Short problem.
Rewrite as a numbered list the lines that begin with the one containing "Could you locate the green tree" and end with the one containing "[323,98,353,141]", both included, leaving out any blank lines.

========================

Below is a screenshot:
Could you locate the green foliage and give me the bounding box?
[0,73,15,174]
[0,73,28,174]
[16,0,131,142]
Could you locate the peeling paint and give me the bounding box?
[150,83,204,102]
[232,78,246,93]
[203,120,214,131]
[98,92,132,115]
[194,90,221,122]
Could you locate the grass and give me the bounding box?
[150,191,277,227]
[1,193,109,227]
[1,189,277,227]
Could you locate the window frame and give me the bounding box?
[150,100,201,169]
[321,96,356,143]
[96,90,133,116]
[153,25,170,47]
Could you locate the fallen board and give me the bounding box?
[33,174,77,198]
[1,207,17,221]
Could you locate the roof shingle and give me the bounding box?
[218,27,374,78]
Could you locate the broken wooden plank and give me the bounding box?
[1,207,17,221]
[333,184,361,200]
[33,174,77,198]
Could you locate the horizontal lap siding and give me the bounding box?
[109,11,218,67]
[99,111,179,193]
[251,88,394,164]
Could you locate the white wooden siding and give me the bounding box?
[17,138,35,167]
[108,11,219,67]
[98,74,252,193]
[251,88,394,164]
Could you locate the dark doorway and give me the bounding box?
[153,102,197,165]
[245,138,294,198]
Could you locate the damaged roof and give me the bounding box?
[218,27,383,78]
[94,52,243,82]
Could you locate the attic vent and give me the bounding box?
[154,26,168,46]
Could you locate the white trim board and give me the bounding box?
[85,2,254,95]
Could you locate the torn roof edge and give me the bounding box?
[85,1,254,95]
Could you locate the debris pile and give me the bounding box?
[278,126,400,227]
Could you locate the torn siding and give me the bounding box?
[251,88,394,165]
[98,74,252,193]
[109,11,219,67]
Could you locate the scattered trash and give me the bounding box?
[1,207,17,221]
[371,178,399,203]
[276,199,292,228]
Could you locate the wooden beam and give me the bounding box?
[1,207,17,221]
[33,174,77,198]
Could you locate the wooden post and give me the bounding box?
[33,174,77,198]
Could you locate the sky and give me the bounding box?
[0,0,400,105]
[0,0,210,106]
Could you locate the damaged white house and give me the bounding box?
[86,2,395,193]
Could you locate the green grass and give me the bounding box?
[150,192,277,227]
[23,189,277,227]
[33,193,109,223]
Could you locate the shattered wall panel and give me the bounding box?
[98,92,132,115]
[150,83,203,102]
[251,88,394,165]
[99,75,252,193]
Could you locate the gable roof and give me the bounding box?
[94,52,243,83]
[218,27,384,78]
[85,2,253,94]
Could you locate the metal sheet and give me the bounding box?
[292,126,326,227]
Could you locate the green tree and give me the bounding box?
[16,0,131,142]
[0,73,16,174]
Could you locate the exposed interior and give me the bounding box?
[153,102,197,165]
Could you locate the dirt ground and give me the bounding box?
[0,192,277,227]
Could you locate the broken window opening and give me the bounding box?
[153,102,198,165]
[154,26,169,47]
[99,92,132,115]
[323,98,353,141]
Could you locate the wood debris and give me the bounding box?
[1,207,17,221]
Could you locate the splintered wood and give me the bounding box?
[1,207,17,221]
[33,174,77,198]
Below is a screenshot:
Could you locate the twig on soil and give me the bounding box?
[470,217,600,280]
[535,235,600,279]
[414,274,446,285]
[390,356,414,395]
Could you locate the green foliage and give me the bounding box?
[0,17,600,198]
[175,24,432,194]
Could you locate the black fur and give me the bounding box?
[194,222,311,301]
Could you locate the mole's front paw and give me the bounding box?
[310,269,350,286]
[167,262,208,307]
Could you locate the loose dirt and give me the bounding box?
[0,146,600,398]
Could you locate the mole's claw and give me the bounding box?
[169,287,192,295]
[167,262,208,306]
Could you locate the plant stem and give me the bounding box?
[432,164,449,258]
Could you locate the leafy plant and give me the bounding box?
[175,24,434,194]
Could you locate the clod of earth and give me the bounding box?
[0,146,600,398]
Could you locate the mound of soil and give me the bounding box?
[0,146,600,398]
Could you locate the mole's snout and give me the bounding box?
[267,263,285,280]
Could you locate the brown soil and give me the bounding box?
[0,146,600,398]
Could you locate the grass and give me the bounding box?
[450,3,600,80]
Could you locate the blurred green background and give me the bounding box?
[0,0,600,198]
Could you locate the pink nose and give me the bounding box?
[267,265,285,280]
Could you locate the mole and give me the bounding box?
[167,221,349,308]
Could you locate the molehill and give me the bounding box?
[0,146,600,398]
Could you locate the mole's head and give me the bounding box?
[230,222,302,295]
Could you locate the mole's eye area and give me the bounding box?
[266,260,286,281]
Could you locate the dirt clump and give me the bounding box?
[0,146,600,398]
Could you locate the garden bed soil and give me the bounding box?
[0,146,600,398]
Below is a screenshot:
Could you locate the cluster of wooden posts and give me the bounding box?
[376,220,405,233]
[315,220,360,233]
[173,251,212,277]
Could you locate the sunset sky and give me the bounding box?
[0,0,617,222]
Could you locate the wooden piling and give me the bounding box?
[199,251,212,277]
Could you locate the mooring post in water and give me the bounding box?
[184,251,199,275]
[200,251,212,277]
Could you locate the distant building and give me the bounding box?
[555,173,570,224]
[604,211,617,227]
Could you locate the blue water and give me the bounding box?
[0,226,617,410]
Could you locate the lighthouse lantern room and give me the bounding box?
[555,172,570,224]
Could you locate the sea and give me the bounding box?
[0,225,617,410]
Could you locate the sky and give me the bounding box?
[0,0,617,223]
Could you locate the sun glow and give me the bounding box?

========================

Answer to this task.
1. Could you locate the green tree and give me the bounding box?
2. [16,0,131,142]
3. [0,73,16,174]
4. Could you locate the exposed interior and give me the bounding box?
5. [153,102,197,165]
6. Could you locate the dirt ground and give me the bounding box?
7. [0,192,277,227]
8. Could you locate the broken window opening and give me the bounding box?
9. [153,102,198,165]
10. [154,26,169,47]
11. [99,92,132,115]
12. [323,98,353,141]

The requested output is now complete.